▸ **WRITTEN PROBLEM 1**
In the rows below, substitute "pink daisy" for "pink gerbera flower" in everything from the line containing "like x=178 y=274." down to the line containing "x=239 y=154". Return only those lines, with nothing else changed.

Fine Gael: Education is at the heart of Fine Gael’s ambitions for the future of our country. We believe that working closely with all the education partners is the best way to address the issues that arise. At primary level we have established the Primary Education Forum which has worked well and is a good model for the future.


Student and Parent Charter:

The Education (Student and Parent Charter) Bill 2019 was initiated in the Seanad last year. The proposed legislation required that every school must publish and operate a Student and Parent Charter in accordance with national guidelines published by the Minister. ASTI’s view is that it was not an inclusive piece of legislation, best exemplified in the title of the bill. Teachers were excluded.

The bill also promised to address the necessity to introduce statutory provisions that provide for procedures for dealing with grievances of students (over 18) or their parents relating to the school. This is something that ASTI has supported but believe that this is a matter that should have been dealt with separately as a single piece of legislation.

Q. What actions will your party take, if legislation for a Charter for Schools is being enacted, to ensure that it is inclusive and accords equal status to all stakeholders in schools?

People Before Profit: The Student-Parent Charter is designed to marketise the education system by re-positioning students/parents as consumers in a market of education providers. As such, it is deeply regressive and should be resisted.  We will oppose the Student-Parent Charter legislation and seek a separate piece of legislation for grievance procedures.

▸ **WRITTEN PROBLEM 2**
Return everything from "The bill also" down to "for grievance procedures." in the education policy passage above, copied word for word.

▸ **INPUT MATERIAL**

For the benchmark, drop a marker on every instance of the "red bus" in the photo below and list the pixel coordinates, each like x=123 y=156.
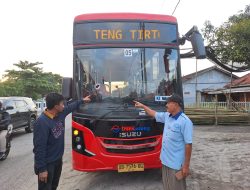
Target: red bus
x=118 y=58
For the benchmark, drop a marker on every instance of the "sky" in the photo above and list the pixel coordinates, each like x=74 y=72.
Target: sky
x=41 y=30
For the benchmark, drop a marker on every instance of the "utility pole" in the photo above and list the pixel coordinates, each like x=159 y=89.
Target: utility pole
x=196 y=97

==

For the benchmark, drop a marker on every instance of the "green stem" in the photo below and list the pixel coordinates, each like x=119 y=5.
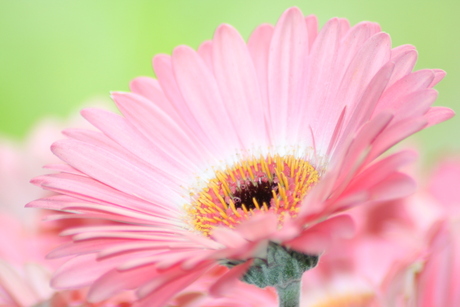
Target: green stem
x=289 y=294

...

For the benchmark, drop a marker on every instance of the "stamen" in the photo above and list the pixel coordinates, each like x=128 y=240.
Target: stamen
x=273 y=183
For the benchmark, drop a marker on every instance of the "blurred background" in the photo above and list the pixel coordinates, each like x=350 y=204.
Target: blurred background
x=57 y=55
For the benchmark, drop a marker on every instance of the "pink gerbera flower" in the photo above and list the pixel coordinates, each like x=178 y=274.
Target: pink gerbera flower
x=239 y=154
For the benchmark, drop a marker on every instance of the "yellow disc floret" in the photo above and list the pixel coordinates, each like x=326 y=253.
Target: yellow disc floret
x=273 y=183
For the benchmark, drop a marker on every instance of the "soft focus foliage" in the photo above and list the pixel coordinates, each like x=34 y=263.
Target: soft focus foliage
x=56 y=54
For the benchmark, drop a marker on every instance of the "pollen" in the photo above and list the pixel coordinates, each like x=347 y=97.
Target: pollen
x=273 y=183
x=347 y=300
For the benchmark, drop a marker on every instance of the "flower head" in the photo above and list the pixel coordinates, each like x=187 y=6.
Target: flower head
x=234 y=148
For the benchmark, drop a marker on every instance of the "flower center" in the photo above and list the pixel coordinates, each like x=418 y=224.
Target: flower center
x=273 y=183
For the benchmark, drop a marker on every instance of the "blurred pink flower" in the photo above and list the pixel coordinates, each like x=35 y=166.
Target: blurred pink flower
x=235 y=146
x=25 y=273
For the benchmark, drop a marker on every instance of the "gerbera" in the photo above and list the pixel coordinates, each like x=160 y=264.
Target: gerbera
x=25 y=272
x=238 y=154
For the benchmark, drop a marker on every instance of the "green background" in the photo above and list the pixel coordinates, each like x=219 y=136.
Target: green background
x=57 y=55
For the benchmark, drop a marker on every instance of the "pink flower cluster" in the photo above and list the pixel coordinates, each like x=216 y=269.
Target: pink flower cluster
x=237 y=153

▸ **CORRECT ANSWER 1**
For the benchmark, drop a marker on every instance of the "pink daisy" in the photo above and list the pixel coordinates, each like x=178 y=274.
Target: pink daisy
x=239 y=154

▸ **CORRECT ANSWER 2**
The bill also promised to address the necessity to introduce statutory provisions that provide for procedures for dealing with grievances of students (over 18) or their parents relating to the school. This is something that ASTI has supported but believe that this is a matter that should have been dealt with separately as a single piece of legislation.

Q. What actions will your party take, if legislation for a Charter for Schools is being enacted, to ensure that it is inclusive and accords equal status to all stakeholders in schools?

People Before Profit: The Student-Parent Charter is designed to marketise the education system by re-positioning students/parents as consumers in a market of education providers. As such, it is deeply regressive and should be resisted.  We will oppose the Student-Parent Charter legislation and seek a separate piece of legislation for grievance procedures.